» **EXCERPT PROVIDED**
┌──
Philosophy began as a natural conversation amongst inquisitive people. It sought to address some of the fundamental questions to which there are no obvious answers and deal with everyday issues in thoughtful ways. What is the nature of things? How should we treat each other? What is the meaning of life?
For the Classical Greeks, philosophy was a practical, everyday activity. It was not until much later, after the Renaissance, that philosophy became an academic discipline and the reserve of the intellectual elite. And for the intelligent layman, philosophy became largely indecipherable.
Today, however, there are signs of a change of heart amongst philosophers. In the writings of André Comte-Sponville, Alain de Botton and Julian Baggini, for example, philosophy is once again addressing universal human issues in plain and beautiful language.
Even in business schools, driven as much by the curiosity of their students as by the enthusiasm of their professors, philosophy courses are being introduced to the curriculum. And this refreshing approach is inspiring a new set of philosophical questions for managers in the business world. What matters? What is fair? What is right?
In this article, we examine three philosophical errors in managerial practice that are being revealed by this new wave of philosophical questioning: reifying collectives, chasing goals and reasoning inductively.
Error #1: Reifying collectives – serving the organisation, working for the company and acting as a human resource
“Ask not what your country can do for you; ask what you can do for your country.”
These are the famous words that John F Kennedy spoke in his inaugural address. They reify the nation state and we are invited to think of our country as having a mind of its own, with its own purpose, values and agency.
Reification is the process of taking something abstract, such as an idea or concept and treating it as though it were concrete and assigning it a real existence. This is what Milton Friedman, the Nobel prize-winning economist, wrote in response to JFK’s declaration:
“The free man will ask neither what his country can do for him nor what he can do for his country. He will ask rather ‘What can I and my compatriots do through government to help us discharge our individual responsibilities, to achieve our several goals and purposes, and above all, to protect our freedom?’ And he will accompany this question with another: ‘How can we keep the government we create from becoming a Frankenstein that will destroy the very freedom we establish it to protect?’”
Freedom is imperilled when we think of nations, economies, societies and corporations as real, with rights of their own.
└──
» **LISTED RECORDS**
┌──
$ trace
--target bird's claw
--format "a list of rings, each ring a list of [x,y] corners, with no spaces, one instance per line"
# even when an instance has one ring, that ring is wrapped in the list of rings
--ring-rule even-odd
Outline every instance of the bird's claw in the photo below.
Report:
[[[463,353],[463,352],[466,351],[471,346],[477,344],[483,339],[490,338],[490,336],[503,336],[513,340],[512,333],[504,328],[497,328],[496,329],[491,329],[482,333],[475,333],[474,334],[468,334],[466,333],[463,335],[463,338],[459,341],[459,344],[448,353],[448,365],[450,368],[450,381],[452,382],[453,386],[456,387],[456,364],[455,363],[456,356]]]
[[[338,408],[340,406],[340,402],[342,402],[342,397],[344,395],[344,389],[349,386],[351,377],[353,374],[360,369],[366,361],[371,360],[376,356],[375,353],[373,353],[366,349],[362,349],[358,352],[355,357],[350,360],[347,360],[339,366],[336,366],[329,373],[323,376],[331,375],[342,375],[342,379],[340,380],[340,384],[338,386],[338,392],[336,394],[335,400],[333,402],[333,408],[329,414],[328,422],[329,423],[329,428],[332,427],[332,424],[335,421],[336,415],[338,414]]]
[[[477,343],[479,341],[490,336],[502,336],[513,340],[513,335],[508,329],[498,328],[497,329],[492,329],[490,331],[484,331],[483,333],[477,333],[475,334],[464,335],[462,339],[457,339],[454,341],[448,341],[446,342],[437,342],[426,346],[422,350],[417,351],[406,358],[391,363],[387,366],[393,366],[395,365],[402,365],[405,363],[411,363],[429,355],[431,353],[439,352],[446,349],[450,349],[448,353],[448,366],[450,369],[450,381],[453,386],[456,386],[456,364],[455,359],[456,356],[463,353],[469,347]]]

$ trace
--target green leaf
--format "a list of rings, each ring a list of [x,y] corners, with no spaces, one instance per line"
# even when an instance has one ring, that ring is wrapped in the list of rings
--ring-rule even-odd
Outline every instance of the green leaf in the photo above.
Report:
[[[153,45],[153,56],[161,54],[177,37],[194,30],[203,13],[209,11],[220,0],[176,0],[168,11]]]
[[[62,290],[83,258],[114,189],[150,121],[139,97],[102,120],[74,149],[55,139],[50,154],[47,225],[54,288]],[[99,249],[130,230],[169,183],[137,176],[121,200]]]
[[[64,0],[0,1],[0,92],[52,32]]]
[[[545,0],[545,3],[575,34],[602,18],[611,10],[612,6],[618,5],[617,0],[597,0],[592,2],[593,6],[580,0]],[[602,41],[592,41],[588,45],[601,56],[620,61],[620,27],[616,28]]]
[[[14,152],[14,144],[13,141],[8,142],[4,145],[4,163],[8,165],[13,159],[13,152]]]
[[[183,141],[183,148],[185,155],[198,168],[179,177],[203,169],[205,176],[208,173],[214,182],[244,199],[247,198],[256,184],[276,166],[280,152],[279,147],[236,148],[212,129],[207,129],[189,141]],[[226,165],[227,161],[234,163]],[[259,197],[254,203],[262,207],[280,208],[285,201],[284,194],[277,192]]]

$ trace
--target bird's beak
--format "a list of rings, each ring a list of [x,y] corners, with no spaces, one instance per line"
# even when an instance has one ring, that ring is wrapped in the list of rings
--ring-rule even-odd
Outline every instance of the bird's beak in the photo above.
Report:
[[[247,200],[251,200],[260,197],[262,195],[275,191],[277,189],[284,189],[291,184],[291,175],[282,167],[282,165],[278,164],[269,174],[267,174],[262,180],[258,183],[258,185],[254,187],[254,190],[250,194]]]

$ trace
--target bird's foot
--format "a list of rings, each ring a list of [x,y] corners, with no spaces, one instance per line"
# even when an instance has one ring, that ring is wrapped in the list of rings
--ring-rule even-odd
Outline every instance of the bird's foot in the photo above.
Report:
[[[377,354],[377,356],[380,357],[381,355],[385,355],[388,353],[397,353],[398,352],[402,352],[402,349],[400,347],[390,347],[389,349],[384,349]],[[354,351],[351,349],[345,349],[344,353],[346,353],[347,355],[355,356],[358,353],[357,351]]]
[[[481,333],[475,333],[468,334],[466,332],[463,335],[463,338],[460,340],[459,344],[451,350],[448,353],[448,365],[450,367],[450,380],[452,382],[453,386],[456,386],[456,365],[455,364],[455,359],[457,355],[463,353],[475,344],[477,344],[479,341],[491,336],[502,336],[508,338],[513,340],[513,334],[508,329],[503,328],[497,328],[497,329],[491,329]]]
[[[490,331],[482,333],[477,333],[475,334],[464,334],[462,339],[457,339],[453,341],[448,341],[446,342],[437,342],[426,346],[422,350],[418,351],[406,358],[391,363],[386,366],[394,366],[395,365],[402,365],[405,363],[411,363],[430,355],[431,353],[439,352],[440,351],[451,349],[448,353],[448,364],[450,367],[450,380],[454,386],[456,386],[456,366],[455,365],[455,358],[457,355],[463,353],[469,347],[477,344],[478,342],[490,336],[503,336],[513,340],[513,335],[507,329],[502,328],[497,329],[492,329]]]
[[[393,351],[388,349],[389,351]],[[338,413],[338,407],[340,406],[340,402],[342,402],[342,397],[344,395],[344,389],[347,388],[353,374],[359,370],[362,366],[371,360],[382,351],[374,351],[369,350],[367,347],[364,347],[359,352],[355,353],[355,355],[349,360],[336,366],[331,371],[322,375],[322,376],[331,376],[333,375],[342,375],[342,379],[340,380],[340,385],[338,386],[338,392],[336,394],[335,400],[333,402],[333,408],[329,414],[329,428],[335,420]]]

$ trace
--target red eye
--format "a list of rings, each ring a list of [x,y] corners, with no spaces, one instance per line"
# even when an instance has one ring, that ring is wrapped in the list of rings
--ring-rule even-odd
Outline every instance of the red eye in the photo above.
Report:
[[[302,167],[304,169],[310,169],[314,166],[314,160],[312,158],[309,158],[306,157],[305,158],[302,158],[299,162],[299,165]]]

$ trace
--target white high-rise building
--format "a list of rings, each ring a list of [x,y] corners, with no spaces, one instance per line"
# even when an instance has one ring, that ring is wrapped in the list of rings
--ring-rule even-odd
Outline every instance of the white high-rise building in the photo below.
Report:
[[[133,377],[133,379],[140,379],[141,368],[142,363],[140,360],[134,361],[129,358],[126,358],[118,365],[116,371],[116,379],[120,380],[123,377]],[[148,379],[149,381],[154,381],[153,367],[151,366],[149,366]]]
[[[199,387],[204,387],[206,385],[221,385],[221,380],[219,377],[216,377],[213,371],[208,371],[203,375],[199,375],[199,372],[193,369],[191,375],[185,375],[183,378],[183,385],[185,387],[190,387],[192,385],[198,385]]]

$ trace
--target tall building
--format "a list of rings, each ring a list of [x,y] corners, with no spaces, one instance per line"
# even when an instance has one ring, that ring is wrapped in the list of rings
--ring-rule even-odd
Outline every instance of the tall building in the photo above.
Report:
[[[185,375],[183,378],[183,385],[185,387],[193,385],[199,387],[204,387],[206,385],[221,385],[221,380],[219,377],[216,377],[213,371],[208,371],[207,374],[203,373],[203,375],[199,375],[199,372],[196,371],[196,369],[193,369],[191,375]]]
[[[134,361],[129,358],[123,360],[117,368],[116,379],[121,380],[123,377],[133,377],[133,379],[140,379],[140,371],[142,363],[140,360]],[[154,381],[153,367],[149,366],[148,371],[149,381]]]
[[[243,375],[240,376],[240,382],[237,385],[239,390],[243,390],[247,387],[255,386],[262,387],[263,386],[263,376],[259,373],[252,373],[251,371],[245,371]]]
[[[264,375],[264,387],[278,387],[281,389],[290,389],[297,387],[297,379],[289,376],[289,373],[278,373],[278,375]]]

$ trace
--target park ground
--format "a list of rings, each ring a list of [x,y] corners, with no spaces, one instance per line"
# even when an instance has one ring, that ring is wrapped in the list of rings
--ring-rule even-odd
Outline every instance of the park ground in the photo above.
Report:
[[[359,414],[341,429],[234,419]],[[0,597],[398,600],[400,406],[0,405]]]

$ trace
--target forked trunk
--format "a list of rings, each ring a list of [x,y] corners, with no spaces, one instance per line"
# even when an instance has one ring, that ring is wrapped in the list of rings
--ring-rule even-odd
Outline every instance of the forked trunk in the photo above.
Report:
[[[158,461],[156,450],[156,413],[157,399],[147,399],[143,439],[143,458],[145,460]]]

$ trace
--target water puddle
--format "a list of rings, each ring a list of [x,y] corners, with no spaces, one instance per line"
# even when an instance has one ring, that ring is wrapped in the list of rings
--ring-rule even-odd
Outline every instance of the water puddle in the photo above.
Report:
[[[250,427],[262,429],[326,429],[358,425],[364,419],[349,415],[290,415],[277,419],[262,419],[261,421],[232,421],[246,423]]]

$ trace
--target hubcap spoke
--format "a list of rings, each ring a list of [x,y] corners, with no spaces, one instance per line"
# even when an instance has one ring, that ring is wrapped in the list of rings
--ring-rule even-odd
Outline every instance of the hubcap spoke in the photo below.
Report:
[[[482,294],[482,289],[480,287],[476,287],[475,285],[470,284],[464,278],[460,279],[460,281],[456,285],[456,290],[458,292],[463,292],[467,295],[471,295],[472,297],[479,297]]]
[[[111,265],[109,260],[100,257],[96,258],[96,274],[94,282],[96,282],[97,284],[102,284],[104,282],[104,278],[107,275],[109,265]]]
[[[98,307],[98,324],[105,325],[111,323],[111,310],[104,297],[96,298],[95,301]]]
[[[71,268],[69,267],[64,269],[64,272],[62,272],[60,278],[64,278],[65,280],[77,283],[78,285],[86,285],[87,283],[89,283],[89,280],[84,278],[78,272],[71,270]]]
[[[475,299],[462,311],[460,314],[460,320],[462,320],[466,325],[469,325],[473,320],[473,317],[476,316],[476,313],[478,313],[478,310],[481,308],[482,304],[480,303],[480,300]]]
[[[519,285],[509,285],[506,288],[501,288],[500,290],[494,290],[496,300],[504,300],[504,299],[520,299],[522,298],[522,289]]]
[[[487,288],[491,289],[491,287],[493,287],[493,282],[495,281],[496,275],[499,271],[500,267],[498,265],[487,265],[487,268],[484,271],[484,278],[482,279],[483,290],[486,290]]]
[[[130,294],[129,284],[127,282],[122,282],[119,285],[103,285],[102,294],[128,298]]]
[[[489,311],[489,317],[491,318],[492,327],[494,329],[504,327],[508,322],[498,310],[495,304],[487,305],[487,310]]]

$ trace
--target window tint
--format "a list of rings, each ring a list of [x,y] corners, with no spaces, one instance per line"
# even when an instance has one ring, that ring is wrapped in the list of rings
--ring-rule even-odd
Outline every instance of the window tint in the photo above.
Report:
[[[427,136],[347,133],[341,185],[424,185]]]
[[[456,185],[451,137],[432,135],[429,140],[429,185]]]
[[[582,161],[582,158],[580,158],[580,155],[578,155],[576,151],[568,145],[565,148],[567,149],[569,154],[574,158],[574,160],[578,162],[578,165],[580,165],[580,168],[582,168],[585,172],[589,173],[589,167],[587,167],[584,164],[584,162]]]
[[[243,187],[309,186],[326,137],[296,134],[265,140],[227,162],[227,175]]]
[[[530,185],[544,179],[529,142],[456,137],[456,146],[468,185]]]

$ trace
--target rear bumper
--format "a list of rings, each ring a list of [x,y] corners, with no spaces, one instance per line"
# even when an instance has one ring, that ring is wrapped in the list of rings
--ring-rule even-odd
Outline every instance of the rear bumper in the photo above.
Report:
└──
» **YOUR TASKS**
1) Do these statements agree with the passage on philosophy in management? Answer yes or no for each, quoting the deciding words. (a) For the Classical Greeks, philosophy was an academic discipline. (b) Philosophy courses are being introduced in business schools. (c) Milton Friedman wrote a response to John F Kennedy's declaration.
2) Please reproduce the passage on philosophy in management between "Error #1: Reifying" and "values and agency.", inclusive.

» **EXPECTED OUTPUTS**
1)
(a) No: "For the Classical Greeks, philosophy was a practical, everyday activity."
(b) Yes: "philosophy courses are being introduced to the curriculum."
(c) Yes: "This is what Milton Friedman, the Nobel prize-winning economist, wrote in response to JFK’s declaration"

2)
Error #1: Reifying collectives – serving the organisation, working for the company and acting as a human resource
“Ask not what your country can do for you; ask what you can do for your country.”
These are the famous words that John F Kennedy spoke in his inaugural address. They reify the nation state and we are invited to think of our country as having a mind of its own, with its own purpose, values and agency.